Data collected from a set:
+-------+
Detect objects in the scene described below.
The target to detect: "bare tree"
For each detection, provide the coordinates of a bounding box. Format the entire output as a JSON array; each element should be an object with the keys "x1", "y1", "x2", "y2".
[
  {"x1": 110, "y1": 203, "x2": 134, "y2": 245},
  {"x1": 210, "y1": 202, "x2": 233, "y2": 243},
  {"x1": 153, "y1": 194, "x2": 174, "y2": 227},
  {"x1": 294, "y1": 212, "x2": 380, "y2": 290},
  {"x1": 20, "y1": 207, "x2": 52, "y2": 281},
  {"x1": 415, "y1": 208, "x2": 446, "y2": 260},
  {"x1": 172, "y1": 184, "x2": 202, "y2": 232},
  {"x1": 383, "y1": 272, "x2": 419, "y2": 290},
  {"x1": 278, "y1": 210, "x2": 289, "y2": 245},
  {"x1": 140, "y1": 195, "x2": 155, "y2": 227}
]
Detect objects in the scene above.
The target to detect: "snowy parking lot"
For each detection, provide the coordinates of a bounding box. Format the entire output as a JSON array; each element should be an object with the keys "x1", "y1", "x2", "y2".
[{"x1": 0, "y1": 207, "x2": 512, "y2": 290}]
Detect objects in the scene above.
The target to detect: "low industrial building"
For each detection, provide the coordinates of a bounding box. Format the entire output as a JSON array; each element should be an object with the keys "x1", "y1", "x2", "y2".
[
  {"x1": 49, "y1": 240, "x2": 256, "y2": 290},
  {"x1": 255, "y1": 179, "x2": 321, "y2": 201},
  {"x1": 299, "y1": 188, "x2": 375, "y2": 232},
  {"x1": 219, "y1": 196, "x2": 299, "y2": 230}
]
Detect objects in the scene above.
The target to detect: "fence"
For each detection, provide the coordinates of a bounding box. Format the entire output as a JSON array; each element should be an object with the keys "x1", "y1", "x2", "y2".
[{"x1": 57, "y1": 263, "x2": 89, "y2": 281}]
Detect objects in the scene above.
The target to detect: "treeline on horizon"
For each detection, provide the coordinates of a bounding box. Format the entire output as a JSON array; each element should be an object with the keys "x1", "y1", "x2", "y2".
+-------+
What the exercise asks |
Extract every line of the records above that contains the word "target" and list those lines.

Answer to the task |
The target to detect: "bare tree"
The target to detect: "snowy parking lot"
The target to detect: "low industrial building"
The target to detect: "fence"
The target to detect: "treeline on horizon"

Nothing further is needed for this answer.